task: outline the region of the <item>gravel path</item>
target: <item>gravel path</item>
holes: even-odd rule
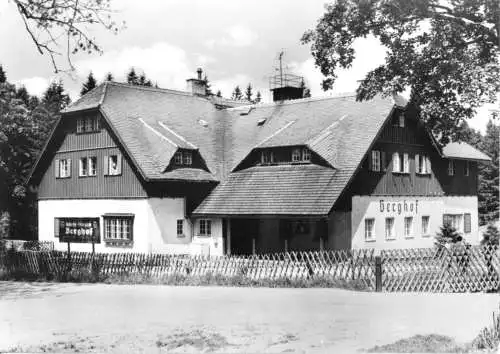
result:
[[[0,351],[343,352],[473,339],[498,294],[0,282]]]

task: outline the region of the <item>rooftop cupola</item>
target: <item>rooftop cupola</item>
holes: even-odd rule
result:
[[[207,95],[207,82],[203,80],[202,74],[203,70],[198,68],[196,70],[197,78],[187,79],[187,91],[191,92],[193,95],[206,96]]]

*-*-*

(Requirement):
Report how many lines of the data contain the word "region", using the number alone.

(Solution for this exercise):
2